How far away is the
horizon?
We know that the ancient Greeks were well aware of the curvature of the
earth even several centuries B.C. Ptolemy made a map of the known world(150AD).
However, from our discussion about
the flat earth model in the Zhou bi suan, even into the 17th century
A.D. there were competing models of terrestrial geometry in
China. What advantage did the Greeks have to arrive at the spherical
earth model thousands of years before the Chinese? Perhaps we can
understand this because of the maritime nature of Greek life. Being a
nation so closely dependent on the sea they soon realized that the
earth could not be flat and that it must have the shape of a sphere.
This is a fact readily attested to by anyone who pays attention to the
appearance of objects at sea when the horizon is visible. The horizon
is a line clearly demarcating the separation of the sky and the sea.
Consider an observer standing on a high pier watching sailboats, as in
Figure 1. Three identical boats are at sea, A, B, C. The observer sees
only the mast of boat A, all of boat B, and the mast of boat C is cut
by the horizon. These features can only be explained by assuming a
curvature to the water's surface so that only the mast of boat A is
visible because the hull of this boat is obscured by the curvature of
the earth.
Figure 1
An interesting geometrical question now arises as to how far away is
the horizon? This can be answered by using the observations on boat C
as shown in figure 2.
Figure 2
The observer on the pier is at point 2, a distance o above the water.
Point 4 is directly below point 2 and points 3 and 4 are assumed to be on the water
surface. The boat C is a distance d away from the pier. By sighting the
horizon' at point 3 the line of sight cuts the mast at a distance h
above the water. If the observer knows the distance d, the heights o
and h then since there are two similar right triangles :
x'/o = d/s and this yields x' = d*o/(o - h),
where s = (o - h). The trigonometry for Figure 2 also shows that
tan(gamma) = s/d. One sees that as x' grows larger that the angle beta
approaches 90 degrees. If the horizon' were really infinitely far away
then beta = 90 degrees and we could never see the mast being cut by the
horizon if h < o. Flat earth proponents would then conclude that
after sailing the distance x' they would come to the edge of the earth.
The question now is how far away is the horizon if we use the round
earth model? In practice this means for an object floating on the
surface of the water, how far away is it so that we can just barely see
it? For this question we study Figure 3.
Here the radius of the earth is R. The triangle 234 is again shown.

Tasks to carry out =
1. Please copy the passage from the horizon text starting with "We know that" and going on through "of a sphere.".
2. For each statement, answer yes or no on whether it agrees with the horizon text, and quote the words that decide it: (a) Ptolemy made a map of the known world in 150 AD; (b) the observer on the pier sees all of boat A; (c) boat C is a distance d away from the pier.
The material that comes after this text is unrelated to it.

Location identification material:
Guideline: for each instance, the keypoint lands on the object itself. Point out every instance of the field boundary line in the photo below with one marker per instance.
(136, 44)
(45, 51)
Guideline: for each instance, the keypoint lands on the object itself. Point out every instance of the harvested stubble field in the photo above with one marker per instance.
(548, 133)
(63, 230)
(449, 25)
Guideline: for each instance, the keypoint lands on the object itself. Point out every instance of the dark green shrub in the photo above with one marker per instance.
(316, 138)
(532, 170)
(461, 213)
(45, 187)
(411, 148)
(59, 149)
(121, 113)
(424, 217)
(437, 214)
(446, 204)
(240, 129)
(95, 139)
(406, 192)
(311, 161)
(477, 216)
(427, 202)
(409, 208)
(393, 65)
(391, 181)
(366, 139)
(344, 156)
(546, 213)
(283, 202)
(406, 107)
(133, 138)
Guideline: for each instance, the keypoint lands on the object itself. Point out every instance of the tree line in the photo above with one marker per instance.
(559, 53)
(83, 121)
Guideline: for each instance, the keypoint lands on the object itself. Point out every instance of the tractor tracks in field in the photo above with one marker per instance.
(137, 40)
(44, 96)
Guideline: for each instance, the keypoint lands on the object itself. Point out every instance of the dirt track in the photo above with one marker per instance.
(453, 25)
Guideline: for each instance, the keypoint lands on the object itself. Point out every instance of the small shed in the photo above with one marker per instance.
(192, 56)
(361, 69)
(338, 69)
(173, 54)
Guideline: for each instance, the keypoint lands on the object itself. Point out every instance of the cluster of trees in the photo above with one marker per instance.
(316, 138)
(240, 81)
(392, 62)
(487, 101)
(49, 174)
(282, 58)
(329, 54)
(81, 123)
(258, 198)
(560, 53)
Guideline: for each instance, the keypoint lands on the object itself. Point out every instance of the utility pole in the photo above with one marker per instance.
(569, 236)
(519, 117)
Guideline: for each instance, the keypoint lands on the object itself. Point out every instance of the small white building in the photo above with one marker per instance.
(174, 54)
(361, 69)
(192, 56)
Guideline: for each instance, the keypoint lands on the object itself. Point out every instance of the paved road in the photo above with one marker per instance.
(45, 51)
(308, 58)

Responses per task =
1.
We know that the ancient Greeks were well aware of the curvature of the
earth even several centuries B.C. Ptolemy made a map of the known world(150AD).
However, from our discussion about
the flat earth model in the Zhou bi suan, even into the 17th century
A.D. there were competing models of terrestrial geometry in
China. What advantage did the Greeks have to arrive at the spherical
earth model thousands of years before the Chinese? Perhaps we can
understand this because of the maritime nature of Greek life. Being a
nation so closely dependent on the sea they soon realized that the
earth could not be flat and that it must have the shape of a sphere.

2.
(a) Yes: "Ptolemy made a map of the known world(150AD)."
(b) No: "The observer sees only the mast of boat A"
(c) Yes: "The boat C is a distance d away from the pier."